*** Opening Material to process ***

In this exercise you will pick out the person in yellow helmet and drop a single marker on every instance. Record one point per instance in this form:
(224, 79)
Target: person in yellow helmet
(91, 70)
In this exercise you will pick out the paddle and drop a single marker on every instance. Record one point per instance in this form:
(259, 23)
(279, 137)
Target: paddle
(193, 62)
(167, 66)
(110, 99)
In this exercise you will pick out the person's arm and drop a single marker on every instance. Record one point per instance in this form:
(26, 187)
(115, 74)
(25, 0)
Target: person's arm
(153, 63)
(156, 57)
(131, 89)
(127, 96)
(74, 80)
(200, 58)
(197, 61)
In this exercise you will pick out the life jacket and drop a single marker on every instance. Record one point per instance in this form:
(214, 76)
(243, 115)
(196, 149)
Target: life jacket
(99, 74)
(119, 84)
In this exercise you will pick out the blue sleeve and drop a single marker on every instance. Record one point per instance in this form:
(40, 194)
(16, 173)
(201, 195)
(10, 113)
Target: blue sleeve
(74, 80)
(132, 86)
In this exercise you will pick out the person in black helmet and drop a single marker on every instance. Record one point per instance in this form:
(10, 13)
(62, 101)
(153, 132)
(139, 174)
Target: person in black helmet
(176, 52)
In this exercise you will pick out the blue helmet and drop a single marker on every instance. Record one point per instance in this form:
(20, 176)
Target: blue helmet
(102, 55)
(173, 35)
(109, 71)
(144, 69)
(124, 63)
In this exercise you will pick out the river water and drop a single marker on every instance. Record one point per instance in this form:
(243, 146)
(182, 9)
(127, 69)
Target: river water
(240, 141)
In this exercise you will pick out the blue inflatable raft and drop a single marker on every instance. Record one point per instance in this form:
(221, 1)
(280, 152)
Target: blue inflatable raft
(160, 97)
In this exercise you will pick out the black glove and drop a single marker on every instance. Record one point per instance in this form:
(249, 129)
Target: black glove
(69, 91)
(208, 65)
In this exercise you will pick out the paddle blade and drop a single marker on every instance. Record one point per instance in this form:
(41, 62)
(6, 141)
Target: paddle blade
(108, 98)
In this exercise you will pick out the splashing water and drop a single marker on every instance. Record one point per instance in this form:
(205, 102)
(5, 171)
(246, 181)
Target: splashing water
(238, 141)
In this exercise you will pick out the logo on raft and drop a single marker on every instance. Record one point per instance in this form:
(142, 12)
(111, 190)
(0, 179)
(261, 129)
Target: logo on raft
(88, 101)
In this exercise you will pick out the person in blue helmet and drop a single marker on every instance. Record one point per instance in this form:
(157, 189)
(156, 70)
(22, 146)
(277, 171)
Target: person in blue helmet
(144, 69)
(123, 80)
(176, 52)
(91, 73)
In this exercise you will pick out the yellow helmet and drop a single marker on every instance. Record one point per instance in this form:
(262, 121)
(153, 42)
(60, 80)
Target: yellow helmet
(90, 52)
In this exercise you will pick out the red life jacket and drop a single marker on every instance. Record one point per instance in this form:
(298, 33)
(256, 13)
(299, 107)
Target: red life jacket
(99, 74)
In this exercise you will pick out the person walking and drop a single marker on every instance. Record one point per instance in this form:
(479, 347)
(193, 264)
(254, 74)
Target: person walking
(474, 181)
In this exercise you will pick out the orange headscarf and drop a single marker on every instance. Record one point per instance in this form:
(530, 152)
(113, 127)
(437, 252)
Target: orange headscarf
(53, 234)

*** Closing Material to process ***

▶ Task description: Write the listing out again, exactly as shown above.

▶ Solution to the exercise:
In this exercise you will pick out the person in yellow helmet and drop a single marker on every instance. Record one point per instance in this form:
(224, 79)
Target: person in yellow helmet
(91, 70)
In this exercise you will pick out the paddle and drop a single marker on every instance. Record one point per instance in this form:
(259, 23)
(279, 137)
Target: paddle
(193, 62)
(167, 66)
(110, 99)
In this exercise you will pick out the person's arm and drop a single marker on every instance. Record one point per instance in this form:
(26, 187)
(115, 74)
(25, 0)
Target: person's arm
(153, 63)
(156, 57)
(131, 89)
(127, 96)
(74, 80)
(200, 58)
(197, 61)
In this exercise you will pick out the life jacket and drop a single marker on every instance. Record one point per instance in this form:
(214, 76)
(243, 115)
(196, 149)
Target: life jacket
(99, 74)
(119, 84)
In this exercise you will pick out the blue sleeve and drop a single marker on every instance. Record one point per instance in this form:
(40, 194)
(16, 173)
(201, 195)
(10, 113)
Target: blue sleeve
(74, 80)
(132, 86)
In this exercise you will pick out the person in black helmet and drop a single marker on every instance. Record one point per instance in this form:
(10, 13)
(62, 101)
(153, 132)
(139, 174)
Target: person in black helmet
(176, 52)
In this exercise you will pick out the blue helmet and drop a single marker on every instance. Record one point per instance in this form:
(20, 176)
Target: blue helmet
(102, 55)
(173, 35)
(109, 71)
(144, 69)
(124, 63)
In this exercise you will pick out the river water and drop a single marker on every instance. Record one point per instance in this form:
(243, 146)
(182, 9)
(127, 69)
Target: river water
(240, 141)
In this exercise you will pick out the blue inflatable raft and drop a single marker on every instance. Record one point per instance in this form:
(221, 1)
(280, 152)
Target: blue inflatable raft
(160, 97)
In this exercise you will pick out the black glove and drop a single marker on every instance. Record one point per instance in this form:
(249, 129)
Target: black glove
(69, 91)
(208, 65)
In this exercise you will pick out the paddle blade and drop a single marker on every instance. Record one point per instance in this form:
(41, 62)
(6, 141)
Target: paddle blade
(108, 98)
In this exercise you will pick out the splashing water and drop a single marker on every instance. Record one point per instance in this form:
(205, 102)
(5, 171)
(246, 181)
Target: splashing water
(238, 141)
In this exercise you will pick out the logo on raft and drop a single marker on every instance. Record one point per instance in this form:
(142, 12)
(111, 190)
(0, 179)
(261, 129)
Target: logo on raft
(88, 101)
In this exercise you will pick out the person in blue helmet and drop a single marker on every instance. Record one point per instance in this form:
(157, 189)
(156, 70)
(22, 146)
(277, 171)
Target: person in blue helmet
(144, 69)
(123, 80)
(176, 52)
(91, 73)
In this exercise you will pick out the yellow helmet and drop a single marker on every instance. Record one point per instance in this form:
(262, 121)
(153, 42)
(60, 80)
Target: yellow helmet
(90, 52)
In this exercise you will pick out the red life jacket and drop a single marker on every instance. Record one point per instance in this form:
(298, 33)
(256, 13)
(299, 107)
Target: red life jacket
(99, 74)
In this exercise you will pick out the person walking and drop a single marker on every instance. Record one point per instance in this form:
(479, 347)
(193, 264)
(254, 74)
Target: person walking
(474, 181)
In this exercise you will pick out the orange headscarf and drop a single marker on every instance. Record one point per instance in this form:
(530, 152)
(113, 127)
(437, 252)
Target: orange headscarf
(53, 234)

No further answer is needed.